PROBLEM TO SOLVE => Express the items from the line containing "shaped like (400,127)." through the end of the items as a two-column CSV with the columns "prompt" and "response". Give one row per item, putting its text and its answer each in a single quoted field with line breaks replaced by spaces.

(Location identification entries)
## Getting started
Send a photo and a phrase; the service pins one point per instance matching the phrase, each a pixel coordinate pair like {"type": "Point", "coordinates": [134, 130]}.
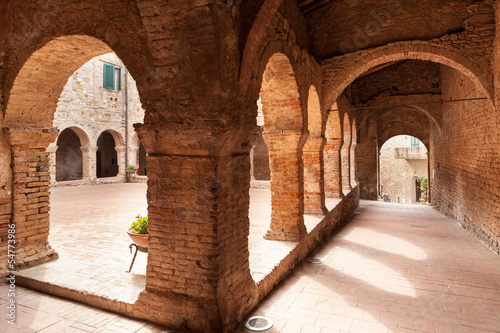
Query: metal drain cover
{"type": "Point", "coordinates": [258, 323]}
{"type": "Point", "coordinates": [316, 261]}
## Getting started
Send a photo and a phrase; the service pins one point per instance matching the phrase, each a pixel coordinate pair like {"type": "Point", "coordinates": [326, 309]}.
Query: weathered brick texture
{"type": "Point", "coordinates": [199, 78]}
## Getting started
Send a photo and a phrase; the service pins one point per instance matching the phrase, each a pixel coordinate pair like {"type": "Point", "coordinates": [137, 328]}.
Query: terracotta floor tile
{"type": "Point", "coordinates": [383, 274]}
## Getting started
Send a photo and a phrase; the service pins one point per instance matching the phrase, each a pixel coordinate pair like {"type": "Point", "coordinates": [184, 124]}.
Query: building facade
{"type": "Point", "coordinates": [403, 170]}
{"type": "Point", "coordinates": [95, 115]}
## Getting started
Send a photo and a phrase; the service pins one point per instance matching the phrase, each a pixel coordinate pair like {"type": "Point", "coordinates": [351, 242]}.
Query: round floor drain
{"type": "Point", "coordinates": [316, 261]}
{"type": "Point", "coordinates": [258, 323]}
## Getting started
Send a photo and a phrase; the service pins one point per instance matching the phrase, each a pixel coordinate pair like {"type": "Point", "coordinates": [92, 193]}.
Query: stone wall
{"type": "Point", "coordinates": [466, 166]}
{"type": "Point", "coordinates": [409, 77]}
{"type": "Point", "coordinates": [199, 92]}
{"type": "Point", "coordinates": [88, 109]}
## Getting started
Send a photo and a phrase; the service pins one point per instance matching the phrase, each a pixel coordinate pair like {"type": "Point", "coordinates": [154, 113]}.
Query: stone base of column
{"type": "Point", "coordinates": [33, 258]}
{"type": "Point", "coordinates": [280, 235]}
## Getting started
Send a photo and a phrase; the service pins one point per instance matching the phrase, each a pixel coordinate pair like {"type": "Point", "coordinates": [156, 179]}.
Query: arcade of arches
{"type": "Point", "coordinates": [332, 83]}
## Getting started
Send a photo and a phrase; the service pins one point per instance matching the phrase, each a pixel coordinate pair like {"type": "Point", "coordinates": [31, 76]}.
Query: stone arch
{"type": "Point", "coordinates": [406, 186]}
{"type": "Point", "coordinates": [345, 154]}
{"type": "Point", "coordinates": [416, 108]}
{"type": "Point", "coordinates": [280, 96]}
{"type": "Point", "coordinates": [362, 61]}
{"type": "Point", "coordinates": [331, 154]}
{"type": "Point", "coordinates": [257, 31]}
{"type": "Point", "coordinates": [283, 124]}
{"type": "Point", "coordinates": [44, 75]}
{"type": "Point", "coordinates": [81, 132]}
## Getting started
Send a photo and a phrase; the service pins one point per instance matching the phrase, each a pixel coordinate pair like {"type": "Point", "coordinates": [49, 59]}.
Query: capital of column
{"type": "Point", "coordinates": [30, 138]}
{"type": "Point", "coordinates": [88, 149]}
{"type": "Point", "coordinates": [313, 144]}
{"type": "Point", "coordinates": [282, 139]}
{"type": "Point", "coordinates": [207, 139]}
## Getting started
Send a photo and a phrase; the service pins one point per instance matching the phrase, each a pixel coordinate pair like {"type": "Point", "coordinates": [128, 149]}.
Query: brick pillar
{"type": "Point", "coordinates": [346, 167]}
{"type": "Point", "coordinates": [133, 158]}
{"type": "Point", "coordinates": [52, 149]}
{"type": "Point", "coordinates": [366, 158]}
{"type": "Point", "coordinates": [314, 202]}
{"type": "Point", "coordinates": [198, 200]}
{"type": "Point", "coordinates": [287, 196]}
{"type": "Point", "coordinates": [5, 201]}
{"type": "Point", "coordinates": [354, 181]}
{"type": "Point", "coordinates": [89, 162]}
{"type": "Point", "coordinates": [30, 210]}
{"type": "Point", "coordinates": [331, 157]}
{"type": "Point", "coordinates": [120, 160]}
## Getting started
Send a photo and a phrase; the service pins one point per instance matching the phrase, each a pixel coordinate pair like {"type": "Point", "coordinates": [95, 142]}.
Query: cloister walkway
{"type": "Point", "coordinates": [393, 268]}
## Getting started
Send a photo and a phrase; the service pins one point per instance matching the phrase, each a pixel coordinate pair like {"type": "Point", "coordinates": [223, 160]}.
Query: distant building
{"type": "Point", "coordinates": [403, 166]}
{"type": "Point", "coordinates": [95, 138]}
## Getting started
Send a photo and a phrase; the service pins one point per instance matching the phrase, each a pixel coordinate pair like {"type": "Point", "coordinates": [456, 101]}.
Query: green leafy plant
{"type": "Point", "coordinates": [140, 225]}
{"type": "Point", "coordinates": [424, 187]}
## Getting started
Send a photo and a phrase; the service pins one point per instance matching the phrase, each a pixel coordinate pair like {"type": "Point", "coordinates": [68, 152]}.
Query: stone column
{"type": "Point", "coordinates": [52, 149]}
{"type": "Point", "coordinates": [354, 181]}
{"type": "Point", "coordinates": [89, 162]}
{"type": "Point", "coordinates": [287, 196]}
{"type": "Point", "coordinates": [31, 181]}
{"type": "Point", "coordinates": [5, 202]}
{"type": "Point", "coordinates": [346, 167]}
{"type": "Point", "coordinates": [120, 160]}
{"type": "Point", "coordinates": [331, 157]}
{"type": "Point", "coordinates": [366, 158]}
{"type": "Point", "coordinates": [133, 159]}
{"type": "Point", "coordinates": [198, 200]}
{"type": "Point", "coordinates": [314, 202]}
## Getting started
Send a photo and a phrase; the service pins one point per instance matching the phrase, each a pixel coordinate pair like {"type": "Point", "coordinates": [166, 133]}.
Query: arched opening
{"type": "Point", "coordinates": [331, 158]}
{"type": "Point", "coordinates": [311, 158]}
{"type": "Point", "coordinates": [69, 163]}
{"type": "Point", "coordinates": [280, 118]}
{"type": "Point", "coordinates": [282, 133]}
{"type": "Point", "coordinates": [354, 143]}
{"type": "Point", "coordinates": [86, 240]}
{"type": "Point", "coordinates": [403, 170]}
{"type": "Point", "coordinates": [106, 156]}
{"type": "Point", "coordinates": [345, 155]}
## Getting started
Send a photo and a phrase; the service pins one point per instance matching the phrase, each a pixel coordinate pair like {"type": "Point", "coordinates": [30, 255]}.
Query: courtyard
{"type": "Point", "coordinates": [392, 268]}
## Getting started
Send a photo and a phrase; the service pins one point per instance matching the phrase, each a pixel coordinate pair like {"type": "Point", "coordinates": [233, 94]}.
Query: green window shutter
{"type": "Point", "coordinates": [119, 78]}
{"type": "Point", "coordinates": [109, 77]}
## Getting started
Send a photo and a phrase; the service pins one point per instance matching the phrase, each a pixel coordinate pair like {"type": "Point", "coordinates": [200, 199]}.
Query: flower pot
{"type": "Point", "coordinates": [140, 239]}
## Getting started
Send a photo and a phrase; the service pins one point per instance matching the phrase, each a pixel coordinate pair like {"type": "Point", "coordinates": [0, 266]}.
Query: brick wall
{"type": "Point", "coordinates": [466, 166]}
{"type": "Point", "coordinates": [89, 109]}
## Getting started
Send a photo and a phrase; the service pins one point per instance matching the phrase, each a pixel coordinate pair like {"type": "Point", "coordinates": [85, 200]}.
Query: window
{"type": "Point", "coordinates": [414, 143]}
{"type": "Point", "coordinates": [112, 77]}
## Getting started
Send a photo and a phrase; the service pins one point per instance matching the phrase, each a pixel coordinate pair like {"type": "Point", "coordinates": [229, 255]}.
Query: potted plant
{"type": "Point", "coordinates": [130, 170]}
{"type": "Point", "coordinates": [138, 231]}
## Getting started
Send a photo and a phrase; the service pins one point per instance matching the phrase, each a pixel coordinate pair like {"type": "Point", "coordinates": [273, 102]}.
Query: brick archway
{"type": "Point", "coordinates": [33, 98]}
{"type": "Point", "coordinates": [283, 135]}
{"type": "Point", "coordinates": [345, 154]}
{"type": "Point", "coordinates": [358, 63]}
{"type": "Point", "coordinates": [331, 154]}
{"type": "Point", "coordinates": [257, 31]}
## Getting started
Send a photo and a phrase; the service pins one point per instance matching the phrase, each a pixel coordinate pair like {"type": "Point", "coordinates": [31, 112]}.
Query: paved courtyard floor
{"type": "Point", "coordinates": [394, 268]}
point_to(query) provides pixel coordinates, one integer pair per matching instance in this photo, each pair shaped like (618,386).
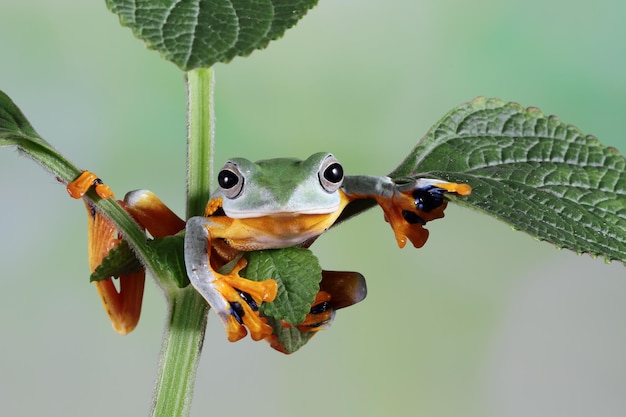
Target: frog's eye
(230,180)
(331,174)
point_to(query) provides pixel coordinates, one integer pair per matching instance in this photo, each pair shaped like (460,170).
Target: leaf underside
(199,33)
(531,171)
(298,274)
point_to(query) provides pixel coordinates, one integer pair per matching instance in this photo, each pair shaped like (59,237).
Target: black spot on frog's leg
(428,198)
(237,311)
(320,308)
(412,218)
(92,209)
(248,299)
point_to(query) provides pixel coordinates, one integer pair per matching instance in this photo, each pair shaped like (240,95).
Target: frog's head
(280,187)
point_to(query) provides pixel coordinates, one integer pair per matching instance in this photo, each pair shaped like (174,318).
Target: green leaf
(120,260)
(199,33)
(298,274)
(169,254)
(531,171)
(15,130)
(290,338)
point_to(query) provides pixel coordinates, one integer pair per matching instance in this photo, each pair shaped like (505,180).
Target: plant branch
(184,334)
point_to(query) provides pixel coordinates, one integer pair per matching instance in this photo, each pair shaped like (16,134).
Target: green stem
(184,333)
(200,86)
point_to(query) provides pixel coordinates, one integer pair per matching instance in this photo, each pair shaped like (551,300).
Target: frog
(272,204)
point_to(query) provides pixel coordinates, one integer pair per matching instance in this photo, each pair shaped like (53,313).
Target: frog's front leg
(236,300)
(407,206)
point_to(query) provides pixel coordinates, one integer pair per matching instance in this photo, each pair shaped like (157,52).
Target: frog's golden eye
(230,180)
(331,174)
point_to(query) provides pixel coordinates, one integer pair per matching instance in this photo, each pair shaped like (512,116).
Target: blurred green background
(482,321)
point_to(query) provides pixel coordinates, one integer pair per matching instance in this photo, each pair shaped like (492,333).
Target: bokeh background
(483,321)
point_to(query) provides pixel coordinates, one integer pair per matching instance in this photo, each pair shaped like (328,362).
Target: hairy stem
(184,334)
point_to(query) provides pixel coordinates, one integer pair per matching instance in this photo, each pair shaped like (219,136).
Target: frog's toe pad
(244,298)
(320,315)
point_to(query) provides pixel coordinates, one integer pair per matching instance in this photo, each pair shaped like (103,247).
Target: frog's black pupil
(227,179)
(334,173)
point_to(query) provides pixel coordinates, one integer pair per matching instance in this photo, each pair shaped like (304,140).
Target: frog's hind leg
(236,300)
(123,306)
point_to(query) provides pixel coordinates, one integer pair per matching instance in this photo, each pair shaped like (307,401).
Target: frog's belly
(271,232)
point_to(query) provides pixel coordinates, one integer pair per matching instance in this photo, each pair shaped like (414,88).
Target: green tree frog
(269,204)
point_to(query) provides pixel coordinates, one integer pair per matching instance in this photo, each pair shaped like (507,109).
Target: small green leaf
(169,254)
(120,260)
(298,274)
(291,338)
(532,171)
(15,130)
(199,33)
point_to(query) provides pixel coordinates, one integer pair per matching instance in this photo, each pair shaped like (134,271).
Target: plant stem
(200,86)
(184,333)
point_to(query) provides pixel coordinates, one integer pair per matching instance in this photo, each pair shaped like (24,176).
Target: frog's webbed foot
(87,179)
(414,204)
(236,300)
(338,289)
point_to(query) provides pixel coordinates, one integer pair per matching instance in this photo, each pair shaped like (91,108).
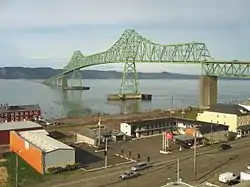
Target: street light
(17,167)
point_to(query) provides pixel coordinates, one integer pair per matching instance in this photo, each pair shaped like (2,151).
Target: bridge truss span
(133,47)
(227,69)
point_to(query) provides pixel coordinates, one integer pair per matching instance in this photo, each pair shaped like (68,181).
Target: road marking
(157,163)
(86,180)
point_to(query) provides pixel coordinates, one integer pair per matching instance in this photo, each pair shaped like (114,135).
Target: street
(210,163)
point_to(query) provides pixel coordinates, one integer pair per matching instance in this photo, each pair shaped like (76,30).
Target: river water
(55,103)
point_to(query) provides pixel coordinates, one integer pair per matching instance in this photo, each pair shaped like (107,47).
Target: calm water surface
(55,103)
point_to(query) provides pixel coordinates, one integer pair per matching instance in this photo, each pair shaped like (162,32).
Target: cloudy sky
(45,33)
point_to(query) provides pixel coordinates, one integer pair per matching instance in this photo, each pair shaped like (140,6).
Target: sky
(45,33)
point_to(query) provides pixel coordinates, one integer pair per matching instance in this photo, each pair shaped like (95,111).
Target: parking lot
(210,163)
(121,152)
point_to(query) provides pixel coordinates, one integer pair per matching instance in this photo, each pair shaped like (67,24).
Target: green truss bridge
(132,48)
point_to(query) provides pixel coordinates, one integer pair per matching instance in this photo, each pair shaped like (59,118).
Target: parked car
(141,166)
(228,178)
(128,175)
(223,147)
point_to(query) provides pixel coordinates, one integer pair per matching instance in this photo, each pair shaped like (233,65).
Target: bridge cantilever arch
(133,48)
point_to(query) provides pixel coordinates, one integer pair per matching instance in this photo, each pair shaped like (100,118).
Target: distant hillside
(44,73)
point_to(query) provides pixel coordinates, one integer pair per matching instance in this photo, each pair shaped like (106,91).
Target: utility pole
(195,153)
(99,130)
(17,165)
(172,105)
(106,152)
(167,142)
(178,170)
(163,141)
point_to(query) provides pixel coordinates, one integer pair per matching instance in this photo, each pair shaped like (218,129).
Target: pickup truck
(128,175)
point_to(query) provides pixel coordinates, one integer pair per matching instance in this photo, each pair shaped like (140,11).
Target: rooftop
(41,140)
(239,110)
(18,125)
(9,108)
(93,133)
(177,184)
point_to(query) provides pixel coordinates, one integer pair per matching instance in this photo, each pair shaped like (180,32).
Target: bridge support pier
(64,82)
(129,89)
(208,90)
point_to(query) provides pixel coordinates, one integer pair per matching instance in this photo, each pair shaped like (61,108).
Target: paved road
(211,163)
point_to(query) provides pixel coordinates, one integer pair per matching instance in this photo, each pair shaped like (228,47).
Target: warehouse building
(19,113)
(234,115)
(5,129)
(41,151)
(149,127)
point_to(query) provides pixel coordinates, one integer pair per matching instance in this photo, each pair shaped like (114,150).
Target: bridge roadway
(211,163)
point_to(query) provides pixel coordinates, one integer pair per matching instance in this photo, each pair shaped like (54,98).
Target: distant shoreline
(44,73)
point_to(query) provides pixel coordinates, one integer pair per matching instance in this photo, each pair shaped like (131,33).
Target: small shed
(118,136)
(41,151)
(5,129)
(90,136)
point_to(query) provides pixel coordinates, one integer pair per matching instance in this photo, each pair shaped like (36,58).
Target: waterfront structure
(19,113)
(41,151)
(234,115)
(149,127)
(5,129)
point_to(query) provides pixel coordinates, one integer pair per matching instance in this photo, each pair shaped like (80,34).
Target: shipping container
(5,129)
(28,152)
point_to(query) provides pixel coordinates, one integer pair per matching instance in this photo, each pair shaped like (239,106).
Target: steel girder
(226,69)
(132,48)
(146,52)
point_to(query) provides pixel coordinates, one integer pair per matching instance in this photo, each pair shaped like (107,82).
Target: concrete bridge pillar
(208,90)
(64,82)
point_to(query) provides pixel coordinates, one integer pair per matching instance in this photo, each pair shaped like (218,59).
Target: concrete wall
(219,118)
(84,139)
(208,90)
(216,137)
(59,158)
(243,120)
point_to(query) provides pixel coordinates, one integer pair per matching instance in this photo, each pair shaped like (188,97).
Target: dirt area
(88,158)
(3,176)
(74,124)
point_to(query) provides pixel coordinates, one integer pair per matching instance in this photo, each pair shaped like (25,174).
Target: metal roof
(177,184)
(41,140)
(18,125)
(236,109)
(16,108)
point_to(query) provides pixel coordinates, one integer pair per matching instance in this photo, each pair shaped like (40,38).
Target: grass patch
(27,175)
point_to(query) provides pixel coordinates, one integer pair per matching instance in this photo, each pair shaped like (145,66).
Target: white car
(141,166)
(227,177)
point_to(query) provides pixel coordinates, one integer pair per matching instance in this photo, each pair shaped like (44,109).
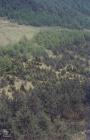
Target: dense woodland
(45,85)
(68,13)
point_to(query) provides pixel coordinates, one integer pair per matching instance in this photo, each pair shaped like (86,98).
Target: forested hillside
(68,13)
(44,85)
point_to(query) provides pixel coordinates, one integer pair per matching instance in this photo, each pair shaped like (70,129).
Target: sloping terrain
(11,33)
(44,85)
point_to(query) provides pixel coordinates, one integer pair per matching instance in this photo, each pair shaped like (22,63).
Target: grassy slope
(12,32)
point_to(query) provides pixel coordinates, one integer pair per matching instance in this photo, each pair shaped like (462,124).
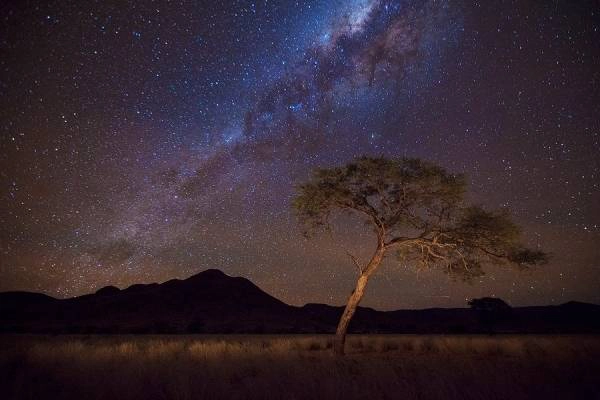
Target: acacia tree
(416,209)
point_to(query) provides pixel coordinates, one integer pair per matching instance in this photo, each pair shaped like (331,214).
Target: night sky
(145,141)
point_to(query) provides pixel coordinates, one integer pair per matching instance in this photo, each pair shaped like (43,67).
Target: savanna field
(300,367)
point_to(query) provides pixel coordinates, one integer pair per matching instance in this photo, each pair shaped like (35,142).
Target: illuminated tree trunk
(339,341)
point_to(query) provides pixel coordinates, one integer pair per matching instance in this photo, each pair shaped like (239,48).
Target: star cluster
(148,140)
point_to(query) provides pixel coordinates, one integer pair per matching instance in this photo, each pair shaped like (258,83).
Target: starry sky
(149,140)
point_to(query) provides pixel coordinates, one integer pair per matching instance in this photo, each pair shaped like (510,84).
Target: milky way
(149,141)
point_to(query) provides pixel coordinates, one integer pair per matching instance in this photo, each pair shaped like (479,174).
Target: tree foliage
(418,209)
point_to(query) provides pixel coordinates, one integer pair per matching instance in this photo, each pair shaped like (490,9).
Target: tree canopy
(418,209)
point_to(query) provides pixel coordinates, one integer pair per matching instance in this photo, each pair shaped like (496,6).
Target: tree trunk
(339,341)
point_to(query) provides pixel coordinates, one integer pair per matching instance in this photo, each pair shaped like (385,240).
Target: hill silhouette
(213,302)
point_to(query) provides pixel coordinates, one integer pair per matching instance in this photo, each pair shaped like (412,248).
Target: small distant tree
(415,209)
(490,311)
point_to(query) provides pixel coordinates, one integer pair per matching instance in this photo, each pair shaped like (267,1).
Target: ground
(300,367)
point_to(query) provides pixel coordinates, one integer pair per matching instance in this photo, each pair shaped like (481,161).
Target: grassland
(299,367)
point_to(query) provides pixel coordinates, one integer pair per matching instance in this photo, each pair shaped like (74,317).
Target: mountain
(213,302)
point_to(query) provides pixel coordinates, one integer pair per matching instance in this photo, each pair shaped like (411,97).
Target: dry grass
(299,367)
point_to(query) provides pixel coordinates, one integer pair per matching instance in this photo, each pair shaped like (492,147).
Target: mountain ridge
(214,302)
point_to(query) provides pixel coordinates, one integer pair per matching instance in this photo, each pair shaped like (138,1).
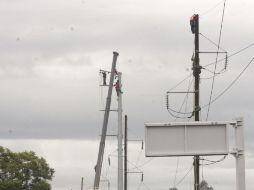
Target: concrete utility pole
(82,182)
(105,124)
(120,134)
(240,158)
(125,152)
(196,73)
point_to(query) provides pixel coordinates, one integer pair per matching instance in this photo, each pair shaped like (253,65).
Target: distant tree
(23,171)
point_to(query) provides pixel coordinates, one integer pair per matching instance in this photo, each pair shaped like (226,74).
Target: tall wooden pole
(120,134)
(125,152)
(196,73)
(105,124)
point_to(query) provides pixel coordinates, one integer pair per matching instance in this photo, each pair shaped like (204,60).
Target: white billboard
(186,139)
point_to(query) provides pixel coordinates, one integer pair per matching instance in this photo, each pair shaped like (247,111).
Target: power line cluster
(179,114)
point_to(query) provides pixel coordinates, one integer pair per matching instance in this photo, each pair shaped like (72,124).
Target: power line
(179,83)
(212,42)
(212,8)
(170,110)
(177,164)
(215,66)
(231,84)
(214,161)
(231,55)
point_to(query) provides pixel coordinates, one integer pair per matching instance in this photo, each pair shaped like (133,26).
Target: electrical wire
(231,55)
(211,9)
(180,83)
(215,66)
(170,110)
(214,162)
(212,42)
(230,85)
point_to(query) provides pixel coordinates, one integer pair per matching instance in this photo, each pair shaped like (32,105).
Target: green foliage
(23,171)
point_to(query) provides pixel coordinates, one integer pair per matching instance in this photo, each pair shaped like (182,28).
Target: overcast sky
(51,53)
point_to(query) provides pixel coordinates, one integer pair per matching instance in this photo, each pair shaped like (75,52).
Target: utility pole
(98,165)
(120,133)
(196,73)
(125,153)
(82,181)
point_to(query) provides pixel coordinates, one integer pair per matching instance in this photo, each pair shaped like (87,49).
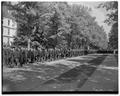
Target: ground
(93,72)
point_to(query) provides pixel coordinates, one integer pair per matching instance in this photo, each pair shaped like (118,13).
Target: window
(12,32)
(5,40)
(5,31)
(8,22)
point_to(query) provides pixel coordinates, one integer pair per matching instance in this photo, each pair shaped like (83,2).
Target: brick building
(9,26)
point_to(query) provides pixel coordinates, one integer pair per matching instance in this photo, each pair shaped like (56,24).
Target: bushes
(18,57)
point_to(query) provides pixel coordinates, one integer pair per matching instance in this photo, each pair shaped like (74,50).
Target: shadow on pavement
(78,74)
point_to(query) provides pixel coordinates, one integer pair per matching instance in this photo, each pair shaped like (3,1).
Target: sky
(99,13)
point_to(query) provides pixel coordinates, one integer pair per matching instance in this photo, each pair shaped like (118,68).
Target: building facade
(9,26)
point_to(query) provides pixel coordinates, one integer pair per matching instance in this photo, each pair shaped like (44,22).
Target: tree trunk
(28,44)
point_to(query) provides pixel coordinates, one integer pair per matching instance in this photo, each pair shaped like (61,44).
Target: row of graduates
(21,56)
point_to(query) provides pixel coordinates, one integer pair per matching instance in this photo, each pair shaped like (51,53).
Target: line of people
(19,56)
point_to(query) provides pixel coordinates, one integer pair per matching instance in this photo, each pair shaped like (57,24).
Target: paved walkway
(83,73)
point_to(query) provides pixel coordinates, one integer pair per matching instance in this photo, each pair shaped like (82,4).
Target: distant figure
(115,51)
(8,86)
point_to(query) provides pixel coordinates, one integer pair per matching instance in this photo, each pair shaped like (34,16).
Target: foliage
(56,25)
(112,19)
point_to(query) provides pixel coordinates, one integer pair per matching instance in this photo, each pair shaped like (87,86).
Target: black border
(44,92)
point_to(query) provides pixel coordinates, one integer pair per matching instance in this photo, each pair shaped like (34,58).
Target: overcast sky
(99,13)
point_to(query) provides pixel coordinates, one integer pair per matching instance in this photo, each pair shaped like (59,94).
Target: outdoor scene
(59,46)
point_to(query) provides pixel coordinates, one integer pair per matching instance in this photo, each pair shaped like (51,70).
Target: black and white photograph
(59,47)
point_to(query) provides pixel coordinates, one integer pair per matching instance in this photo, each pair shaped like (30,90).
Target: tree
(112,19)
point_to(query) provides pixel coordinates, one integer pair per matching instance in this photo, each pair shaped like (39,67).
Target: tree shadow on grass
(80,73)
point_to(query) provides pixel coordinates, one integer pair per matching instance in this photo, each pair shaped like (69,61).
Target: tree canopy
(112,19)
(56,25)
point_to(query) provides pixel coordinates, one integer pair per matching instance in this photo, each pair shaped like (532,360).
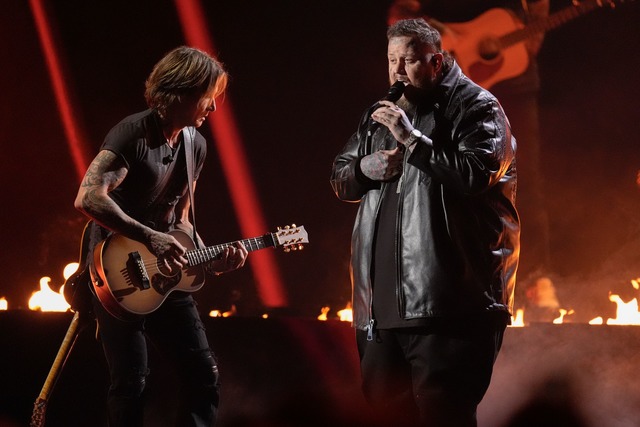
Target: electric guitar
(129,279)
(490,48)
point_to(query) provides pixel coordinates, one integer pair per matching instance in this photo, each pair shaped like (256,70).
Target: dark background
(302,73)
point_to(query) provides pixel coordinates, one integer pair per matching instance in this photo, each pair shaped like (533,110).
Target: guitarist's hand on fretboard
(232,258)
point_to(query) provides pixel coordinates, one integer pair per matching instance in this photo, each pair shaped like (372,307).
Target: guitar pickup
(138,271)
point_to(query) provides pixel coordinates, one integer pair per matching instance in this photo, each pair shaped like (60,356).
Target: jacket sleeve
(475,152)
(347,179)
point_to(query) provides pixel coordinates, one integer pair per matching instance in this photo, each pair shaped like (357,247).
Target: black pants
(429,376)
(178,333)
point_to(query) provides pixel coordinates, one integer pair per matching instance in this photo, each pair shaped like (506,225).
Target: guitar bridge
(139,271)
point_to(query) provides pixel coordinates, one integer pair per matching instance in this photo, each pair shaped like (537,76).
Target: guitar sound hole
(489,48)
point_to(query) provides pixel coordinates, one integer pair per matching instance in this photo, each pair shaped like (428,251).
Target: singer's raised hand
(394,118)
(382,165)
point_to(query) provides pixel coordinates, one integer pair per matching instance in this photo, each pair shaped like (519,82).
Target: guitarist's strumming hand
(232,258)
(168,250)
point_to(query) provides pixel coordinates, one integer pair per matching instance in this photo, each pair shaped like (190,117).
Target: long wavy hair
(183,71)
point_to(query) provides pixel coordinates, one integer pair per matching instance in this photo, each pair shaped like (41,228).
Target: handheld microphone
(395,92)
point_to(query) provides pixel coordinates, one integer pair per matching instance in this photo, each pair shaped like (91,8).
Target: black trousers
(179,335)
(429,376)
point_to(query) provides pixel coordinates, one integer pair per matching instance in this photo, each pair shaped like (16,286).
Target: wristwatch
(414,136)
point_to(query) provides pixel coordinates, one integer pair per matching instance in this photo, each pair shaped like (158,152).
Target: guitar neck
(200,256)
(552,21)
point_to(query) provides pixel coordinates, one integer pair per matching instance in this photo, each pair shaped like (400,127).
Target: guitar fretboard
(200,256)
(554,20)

RIGHT ANSWER =>
prompt,response
"point_to(query) provides pixel coordinates, one integer pair per matching instance in this photo, each pair shaped like (400,127). Target: guitar fretboard","(200,256) (554,20)"